**What to do:** Output every line below without omitting or altering anything.

Object position labeling entries:
• • • • •
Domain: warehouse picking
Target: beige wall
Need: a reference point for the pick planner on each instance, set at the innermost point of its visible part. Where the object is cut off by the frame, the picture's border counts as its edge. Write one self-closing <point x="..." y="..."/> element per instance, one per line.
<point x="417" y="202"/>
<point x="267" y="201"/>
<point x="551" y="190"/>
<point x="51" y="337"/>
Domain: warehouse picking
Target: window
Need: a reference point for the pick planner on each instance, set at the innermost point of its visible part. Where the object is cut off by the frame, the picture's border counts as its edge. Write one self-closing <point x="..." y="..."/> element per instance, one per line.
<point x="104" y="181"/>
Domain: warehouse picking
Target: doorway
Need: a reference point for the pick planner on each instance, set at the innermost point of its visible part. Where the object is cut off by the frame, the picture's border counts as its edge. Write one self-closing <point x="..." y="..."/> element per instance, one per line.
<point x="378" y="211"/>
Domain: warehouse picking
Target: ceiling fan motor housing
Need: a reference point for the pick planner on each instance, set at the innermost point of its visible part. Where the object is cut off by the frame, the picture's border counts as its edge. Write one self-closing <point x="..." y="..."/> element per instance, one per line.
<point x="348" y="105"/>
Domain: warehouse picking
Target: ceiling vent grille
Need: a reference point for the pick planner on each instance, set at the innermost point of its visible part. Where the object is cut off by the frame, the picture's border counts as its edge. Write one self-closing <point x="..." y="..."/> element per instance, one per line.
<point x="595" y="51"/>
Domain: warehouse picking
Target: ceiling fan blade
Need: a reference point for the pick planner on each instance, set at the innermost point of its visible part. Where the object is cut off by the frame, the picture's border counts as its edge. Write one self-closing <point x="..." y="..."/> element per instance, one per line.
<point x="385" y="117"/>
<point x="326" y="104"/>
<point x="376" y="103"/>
• • • • •
**Result below:**
Domain: warehouse picking
Target: beige wall
Need: a reference point for the pick planner on each instance, set at the innermost point of its visible part. Where the object is cut off by the frame, the picture's border counts as its edge. Write one self-closing <point x="..." y="..."/> element per instance, one per line.
<point x="417" y="202"/>
<point x="267" y="201"/>
<point x="551" y="190"/>
<point x="51" y="337"/>
Domain: warehouse picking
Target: window
Need: a reference point for the pick planner on each instance, set at the innermost point of its visible part. Where the object is cut off by the frame, the picture's border counts as its edge. Write one self-closing <point x="..." y="..."/> element per instance, one per line.
<point x="104" y="181"/>
Domain: warehouse picking
Target: doorway
Need: a reference point for the pick planner on each instance, set at the innermost point of its visible part. Where the object is cut off by the frame, the picture's border counts as its edge. Write one self-closing <point x="..." y="..."/> element per instance, one per line.
<point x="378" y="211"/>
Domain: warehouse picking
Target: ceiling fan motor housing
Need: a reference point for the pick planner on each instance, set at the innermost point of its visible part. Where the object is cut off by the frame, the picture's border counts as its edge. Write one self-closing <point x="..." y="..."/> element per instance, one per line.
<point x="348" y="105"/>
Domain: warehouse picking
Target: ceiling vent grille
Need: a reference point for the pick planner on each instance, set at the innermost point of its visible part. Where the object is cut off by the frame, the picture's border counts as its edge. Write one self-closing <point x="..." y="..."/> element per instance, one per line.
<point x="595" y="51"/>
Domain: warehouse picking
Target: ceiling fan blade
Need: a reference point for the pick planner on each instance, set at the innermost point of its visible part. Where the object is cut off by the frame, the picture's border counts as its edge. Write one self-closing <point x="..." y="..."/> element per instance, one per line.
<point x="385" y="117"/>
<point x="326" y="104"/>
<point x="376" y="103"/>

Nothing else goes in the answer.